▸ **TASK OBJECTIVE**: Tally the lines in the records below that contain the word "wheel", treating uppercase and lowercase letters as different, and reply with the number alone.

Object position labeling records:
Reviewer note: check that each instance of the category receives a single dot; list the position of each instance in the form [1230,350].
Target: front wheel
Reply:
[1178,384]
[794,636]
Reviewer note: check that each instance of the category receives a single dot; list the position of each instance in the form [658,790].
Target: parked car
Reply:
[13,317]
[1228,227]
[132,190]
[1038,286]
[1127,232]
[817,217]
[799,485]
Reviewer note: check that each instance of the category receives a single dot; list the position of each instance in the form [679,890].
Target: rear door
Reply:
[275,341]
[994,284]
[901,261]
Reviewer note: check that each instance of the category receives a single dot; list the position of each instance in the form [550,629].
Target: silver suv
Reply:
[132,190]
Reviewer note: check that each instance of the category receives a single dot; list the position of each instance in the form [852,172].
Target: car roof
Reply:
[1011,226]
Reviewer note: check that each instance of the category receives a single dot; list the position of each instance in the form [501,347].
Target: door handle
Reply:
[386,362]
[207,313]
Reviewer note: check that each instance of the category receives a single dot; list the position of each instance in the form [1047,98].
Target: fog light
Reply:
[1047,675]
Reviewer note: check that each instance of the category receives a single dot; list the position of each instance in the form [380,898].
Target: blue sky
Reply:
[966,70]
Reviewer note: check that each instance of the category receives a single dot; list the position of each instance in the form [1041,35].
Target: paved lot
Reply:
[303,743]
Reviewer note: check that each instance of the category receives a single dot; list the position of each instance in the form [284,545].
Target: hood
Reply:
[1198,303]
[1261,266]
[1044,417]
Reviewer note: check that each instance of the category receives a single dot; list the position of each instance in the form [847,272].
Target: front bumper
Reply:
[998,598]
* * *
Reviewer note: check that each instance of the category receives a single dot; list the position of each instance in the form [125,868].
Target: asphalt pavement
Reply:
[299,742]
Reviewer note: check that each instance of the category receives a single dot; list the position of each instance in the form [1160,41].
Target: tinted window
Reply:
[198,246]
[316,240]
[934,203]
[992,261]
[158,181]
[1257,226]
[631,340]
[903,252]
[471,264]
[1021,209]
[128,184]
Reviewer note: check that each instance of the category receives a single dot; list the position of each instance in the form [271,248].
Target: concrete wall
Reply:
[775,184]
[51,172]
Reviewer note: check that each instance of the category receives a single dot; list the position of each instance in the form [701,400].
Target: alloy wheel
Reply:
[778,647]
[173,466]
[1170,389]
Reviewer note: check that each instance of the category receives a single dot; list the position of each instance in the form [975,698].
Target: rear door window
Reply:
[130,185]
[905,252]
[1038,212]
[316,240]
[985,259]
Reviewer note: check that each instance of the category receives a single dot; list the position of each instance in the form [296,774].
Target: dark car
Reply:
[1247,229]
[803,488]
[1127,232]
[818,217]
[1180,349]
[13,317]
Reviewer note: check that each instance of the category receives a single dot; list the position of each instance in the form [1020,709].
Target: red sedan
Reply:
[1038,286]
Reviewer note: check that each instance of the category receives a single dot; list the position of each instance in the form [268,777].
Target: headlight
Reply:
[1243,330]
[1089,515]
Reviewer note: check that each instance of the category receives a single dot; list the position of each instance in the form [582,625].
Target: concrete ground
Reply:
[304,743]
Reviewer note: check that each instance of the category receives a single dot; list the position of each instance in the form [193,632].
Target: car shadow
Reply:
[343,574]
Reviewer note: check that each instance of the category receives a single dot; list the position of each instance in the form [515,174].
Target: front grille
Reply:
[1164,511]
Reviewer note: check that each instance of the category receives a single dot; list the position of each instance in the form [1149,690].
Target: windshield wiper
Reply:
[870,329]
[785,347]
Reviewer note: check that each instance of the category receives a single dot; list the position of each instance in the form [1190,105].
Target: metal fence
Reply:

▸ **IN RESPONSE**: 2